Hi Nathan! Thanks for chatting with us about your public fellowship work and your ongoing research and writing projects. To begin, could you give us a general synopsis of your dissertation project? 

Hi Kirstin! Thank you for your thoughtful questions and for the opportunity to share a little about my research. My dissertation, currently titled, Borderland Vitality: Transdisciplinary Decolonial Poetics as Resistance, is one part critical dissertation on Latinx decolonial poetics and another part creative community-facing manual for decolonial cultural production and public learning. As a Literature PhD candidate in the Critical and Creative Concentration, my project is unique in that it intertwines “traditional” critical dissertation writing grounded in theory and research with performance and creative writing. The issue at the center of my dissertation is how to best understand the poetic artifacts (lyrics, prose, performances, installations, labor actions, and translations) produced in response to collective and personal histories where the open wound of the 1492 colonial encounter is active, urgently reshaping the region that we recognize today as Latin America and those who identify as Latino/a/e/x. Examples of these histories include the deportation of my father in the 1980s or the generational forgetting spurred on by U.S.-backed civil unrest in Central America. I am particularly interested in the role language plays in processing examples like these.
━━━━━━━━━━━━━━━━━━━━
▶ [GIVEN REQUEST]:
Does each statement below agree with the interview? Answer yes or no for each and quote the interview's deciding words.
(a) The dissertation is currently titled Borderland Vitality: Transdisciplinary Decolonial Poetics as Resistance.
(b) Nathan is a History PhD candidate.
(c) Nathan's father was deported in the 1990s.
The rows further down are separate material.
━━━━━━━━━━━━━━━━━━━━
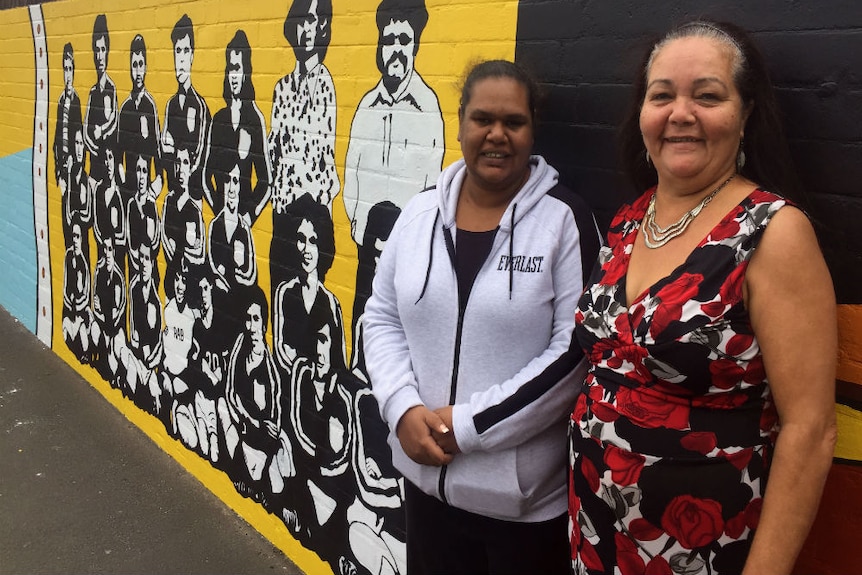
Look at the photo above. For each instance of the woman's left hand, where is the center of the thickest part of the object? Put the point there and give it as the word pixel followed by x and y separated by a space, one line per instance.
pixel 446 441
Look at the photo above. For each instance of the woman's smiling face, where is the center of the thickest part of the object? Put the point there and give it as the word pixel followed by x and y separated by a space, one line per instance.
pixel 496 133
pixel 692 117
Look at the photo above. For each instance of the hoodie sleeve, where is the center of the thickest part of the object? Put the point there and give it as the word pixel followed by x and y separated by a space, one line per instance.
pixel 387 356
pixel 544 391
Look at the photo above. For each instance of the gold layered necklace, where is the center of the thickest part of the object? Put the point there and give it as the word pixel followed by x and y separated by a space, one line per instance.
pixel 656 236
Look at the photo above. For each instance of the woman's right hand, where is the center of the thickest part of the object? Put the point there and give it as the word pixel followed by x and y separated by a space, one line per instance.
pixel 414 432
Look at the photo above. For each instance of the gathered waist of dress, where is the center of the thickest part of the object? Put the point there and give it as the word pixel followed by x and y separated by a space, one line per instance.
pixel 673 426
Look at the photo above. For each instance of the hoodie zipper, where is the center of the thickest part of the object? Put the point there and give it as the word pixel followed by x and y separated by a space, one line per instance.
pixel 456 360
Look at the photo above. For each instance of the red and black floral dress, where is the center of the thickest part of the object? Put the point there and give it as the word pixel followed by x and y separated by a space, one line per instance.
pixel 672 436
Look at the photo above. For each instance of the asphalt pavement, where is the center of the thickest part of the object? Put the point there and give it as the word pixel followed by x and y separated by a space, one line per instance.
pixel 82 490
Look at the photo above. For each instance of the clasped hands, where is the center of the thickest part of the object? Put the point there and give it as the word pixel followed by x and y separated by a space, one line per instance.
pixel 426 436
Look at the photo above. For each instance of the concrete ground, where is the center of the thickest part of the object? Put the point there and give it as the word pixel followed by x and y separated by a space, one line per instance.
pixel 82 490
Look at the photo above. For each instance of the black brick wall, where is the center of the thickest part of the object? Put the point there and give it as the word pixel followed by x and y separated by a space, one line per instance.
pixel 585 52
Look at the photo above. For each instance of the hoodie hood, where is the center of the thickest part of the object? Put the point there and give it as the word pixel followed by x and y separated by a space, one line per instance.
pixel 542 178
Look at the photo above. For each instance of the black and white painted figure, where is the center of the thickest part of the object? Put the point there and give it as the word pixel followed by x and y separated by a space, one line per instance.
pixel 78 200
pixel 251 417
pixel 230 246
pixel 238 136
pixel 109 211
pixel 310 236
pixel 108 330
pixel 76 298
pixel 183 234
pixel 142 217
pixel 211 344
pixel 301 142
pixel 102 114
pixel 139 129
pixel 187 117
pixel 319 422
pixel 143 355
pixel 68 121
pixel 396 139
pixel 179 320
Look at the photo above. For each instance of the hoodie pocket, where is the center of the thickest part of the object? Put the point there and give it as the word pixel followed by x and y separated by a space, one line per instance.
pixel 487 484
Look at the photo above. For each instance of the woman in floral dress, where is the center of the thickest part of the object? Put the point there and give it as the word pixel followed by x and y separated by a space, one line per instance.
pixel 705 431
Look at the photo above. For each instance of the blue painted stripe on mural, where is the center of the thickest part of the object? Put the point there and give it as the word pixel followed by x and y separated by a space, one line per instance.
pixel 17 238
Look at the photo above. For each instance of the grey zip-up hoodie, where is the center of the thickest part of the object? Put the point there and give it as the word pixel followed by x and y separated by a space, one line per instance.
pixel 507 364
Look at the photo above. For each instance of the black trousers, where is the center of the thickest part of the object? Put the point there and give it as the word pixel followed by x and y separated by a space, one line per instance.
pixel 442 539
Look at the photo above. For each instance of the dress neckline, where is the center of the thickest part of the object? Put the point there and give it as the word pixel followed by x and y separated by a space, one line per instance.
pixel 631 237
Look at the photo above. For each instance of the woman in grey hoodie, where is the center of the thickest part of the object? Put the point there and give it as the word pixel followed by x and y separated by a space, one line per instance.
pixel 468 342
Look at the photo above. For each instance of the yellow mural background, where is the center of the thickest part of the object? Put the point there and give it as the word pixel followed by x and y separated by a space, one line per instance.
pixel 449 43
pixel 16 82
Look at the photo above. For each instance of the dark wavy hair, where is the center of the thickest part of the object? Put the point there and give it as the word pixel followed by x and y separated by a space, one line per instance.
pixel 138 46
pixel 181 29
pixel 500 69
pixel 100 30
pixel 297 13
pixel 411 11
pixel 69 54
pixel 239 43
pixel 768 159
pixel 305 208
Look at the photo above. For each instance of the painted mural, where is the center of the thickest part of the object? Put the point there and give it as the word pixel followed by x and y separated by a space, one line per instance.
pixel 193 258
pixel 198 234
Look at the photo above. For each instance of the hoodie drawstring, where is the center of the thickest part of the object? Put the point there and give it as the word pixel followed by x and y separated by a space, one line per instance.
pixel 430 258
pixel 511 242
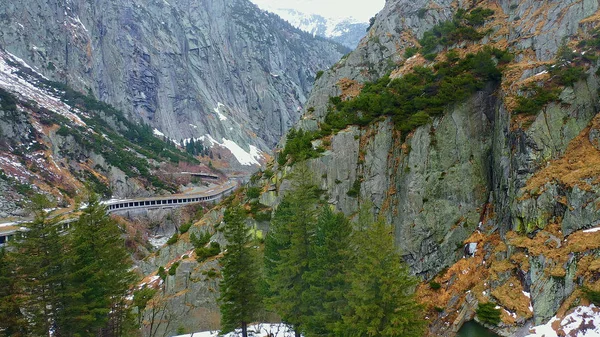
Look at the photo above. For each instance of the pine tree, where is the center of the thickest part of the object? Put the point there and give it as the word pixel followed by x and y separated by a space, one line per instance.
pixel 381 296
pixel 100 276
pixel 12 322
pixel 326 275
pixel 287 250
pixel 38 257
pixel 240 299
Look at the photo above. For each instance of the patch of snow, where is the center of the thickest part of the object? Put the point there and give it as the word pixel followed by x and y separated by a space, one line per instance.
pixel 158 241
pixel 581 322
pixel 256 330
pixel 10 81
pixel 218 111
pixel 243 157
pixel 158 133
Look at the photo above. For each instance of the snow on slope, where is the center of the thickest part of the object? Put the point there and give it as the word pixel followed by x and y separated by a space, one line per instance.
pixel 581 322
pixel 345 30
pixel 246 158
pixel 12 81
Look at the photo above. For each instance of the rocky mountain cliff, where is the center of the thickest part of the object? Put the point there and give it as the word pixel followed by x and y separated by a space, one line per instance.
pixel 221 71
pixel 61 143
pixel 494 194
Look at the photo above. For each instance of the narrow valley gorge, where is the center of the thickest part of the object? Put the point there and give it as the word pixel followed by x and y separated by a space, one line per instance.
pixel 466 131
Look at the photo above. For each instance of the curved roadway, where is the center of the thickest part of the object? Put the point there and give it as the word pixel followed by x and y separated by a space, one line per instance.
pixel 175 200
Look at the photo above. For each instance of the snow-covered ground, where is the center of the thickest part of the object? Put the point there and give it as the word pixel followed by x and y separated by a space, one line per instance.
pixel 246 158
pixel 581 322
pixel 11 81
pixel 257 330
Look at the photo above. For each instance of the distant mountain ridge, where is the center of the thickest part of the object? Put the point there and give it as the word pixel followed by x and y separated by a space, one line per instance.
pixel 347 31
pixel 222 71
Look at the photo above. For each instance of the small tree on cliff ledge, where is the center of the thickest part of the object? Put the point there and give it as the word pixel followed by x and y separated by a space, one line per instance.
pixel 381 298
pixel 240 299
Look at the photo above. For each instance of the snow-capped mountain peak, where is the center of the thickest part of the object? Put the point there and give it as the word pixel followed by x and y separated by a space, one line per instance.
pixel 347 31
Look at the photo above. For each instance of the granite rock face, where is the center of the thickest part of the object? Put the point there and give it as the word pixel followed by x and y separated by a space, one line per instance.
pixel 188 68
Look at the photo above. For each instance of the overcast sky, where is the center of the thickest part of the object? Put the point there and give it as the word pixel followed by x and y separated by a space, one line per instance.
pixel 359 9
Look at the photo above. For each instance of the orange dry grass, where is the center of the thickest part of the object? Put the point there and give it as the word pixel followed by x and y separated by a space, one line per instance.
pixel 350 88
pixel 580 163
pixel 510 296
pixel 465 275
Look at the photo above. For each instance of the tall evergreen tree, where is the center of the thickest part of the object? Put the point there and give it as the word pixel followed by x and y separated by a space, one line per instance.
pixel 12 322
pixel 287 250
pixel 381 298
pixel 240 298
pixel 326 275
pixel 100 274
pixel 41 268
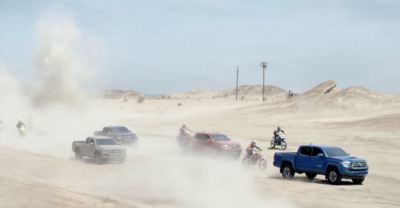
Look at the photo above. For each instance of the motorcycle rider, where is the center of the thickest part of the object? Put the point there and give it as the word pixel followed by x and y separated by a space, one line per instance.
pixel 20 125
pixel 184 130
pixel 250 148
pixel 276 134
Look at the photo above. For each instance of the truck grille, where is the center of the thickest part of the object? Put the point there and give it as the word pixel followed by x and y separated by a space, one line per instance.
pixel 359 165
pixel 116 151
pixel 236 147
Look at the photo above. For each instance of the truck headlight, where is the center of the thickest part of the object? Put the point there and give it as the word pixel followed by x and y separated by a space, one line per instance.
pixel 225 146
pixel 346 163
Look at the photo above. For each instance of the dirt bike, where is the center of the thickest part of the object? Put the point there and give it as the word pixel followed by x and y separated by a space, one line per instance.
pixel 255 158
pixel 186 133
pixel 21 131
pixel 279 140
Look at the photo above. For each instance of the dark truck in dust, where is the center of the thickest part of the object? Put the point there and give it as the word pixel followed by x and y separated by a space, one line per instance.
pixel 332 162
pixel 120 134
pixel 215 144
pixel 100 148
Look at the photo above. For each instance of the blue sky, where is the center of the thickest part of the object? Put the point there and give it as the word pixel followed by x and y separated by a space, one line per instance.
pixel 179 45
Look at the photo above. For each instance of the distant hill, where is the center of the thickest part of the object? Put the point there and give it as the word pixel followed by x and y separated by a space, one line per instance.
pixel 117 94
pixel 245 92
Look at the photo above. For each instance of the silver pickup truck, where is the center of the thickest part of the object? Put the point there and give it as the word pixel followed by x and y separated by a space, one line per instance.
pixel 100 148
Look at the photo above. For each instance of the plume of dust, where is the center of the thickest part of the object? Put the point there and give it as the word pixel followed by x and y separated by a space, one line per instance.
pixel 60 58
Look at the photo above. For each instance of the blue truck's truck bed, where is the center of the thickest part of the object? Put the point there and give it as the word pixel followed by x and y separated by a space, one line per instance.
pixel 331 161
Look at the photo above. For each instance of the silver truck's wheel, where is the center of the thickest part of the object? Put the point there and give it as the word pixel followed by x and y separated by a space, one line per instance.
pixel 78 154
pixel 283 145
pixel 334 176
pixel 262 164
pixel 97 158
pixel 287 171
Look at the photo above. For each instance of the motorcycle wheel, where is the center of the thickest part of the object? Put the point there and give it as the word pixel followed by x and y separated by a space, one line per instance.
pixel 246 162
pixel 283 145
pixel 262 164
pixel 272 143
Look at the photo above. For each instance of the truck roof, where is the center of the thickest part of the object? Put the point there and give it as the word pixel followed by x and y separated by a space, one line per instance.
pixel 316 145
pixel 210 133
pixel 114 126
pixel 99 137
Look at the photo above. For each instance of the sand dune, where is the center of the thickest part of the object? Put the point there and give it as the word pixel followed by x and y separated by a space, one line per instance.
pixel 39 170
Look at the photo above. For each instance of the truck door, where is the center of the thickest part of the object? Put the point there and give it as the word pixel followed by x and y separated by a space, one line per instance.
pixel 303 159
pixel 202 142
pixel 317 162
pixel 89 147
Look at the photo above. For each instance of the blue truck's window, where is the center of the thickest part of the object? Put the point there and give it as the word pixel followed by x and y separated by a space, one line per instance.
pixel 316 150
pixel 220 138
pixel 306 151
pixel 105 142
pixel 335 152
pixel 120 130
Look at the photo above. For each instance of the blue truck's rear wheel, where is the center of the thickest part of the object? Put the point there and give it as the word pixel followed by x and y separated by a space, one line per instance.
pixel 358 180
pixel 287 171
pixel 334 176
pixel 311 175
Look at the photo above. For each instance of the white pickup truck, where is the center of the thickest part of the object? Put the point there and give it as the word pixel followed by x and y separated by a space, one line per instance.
pixel 100 148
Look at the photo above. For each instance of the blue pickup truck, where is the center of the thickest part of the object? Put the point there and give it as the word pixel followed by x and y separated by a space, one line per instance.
pixel 331 161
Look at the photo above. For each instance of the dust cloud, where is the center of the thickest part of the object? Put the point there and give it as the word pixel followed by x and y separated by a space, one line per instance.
pixel 57 111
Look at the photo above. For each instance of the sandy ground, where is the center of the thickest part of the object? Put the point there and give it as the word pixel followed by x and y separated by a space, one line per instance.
pixel 40 170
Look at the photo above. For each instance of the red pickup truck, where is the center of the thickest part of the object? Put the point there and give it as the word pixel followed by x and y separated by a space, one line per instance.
pixel 216 144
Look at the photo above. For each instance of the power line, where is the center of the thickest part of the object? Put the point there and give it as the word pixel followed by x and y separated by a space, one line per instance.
pixel 237 81
pixel 264 66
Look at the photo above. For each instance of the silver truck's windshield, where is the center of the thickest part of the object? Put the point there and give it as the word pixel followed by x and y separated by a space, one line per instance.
pixel 335 152
pixel 220 138
pixel 105 142
pixel 120 130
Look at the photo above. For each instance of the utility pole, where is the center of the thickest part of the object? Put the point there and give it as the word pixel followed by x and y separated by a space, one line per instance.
pixel 264 66
pixel 237 80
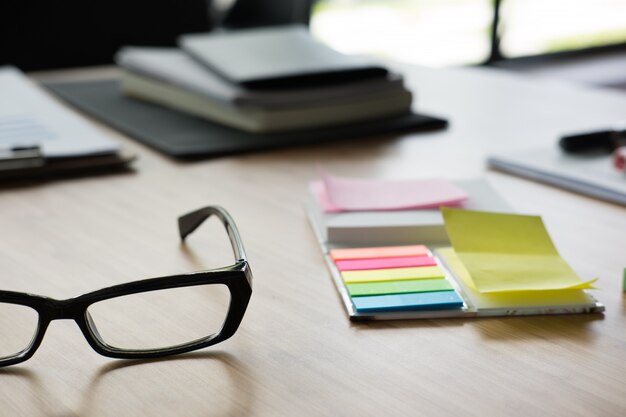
━━━━━━━━━━━━━━━━━━━━
▶ [EXERCISE OUTPUT]:
(a) Yes: "My dissertation, currently titled, Borderland Vitality: Transdisciplinary Decolonial Poetics as Resistance"
(b) No: "As a Literature PhD candidate in the Critical and Creative Concentration"
(c) No: "the deportation of my father in the 1980s"